Stored data:
begin

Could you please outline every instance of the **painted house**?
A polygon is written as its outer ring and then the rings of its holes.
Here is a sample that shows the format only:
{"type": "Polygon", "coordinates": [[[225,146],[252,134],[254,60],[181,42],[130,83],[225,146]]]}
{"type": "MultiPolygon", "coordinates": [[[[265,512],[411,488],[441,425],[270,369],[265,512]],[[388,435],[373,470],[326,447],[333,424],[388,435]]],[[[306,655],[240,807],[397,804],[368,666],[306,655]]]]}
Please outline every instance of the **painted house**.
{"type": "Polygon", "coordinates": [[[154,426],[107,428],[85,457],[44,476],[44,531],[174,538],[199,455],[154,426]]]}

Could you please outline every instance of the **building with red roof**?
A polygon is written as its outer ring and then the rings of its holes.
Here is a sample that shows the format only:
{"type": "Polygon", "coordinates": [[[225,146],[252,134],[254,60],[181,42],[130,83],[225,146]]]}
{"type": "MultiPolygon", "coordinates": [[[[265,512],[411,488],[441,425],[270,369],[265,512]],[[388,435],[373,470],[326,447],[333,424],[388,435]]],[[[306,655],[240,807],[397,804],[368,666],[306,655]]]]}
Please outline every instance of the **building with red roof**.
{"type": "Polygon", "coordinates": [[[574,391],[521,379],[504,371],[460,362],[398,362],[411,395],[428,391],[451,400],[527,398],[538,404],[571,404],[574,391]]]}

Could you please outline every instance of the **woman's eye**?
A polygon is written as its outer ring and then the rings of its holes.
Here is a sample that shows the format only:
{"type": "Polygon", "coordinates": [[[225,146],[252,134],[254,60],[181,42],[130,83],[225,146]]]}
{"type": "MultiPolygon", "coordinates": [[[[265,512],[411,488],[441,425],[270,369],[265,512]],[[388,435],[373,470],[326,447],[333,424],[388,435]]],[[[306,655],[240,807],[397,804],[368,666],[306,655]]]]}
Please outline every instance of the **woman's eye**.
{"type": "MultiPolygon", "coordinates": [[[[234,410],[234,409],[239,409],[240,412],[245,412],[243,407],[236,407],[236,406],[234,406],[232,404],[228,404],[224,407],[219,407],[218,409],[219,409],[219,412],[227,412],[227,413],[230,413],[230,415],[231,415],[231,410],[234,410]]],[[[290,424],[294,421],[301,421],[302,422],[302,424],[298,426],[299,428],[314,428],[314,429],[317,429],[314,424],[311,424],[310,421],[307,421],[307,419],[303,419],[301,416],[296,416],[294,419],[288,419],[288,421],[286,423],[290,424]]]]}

end

- [STATED PROBLEM] Which lines of the material contain the string "woman"? Copy each one in full.

- [THE RESPONSE]
Could you please outline every instance of the **woman's eye**?
Please outline every instance of the **woman's eye**.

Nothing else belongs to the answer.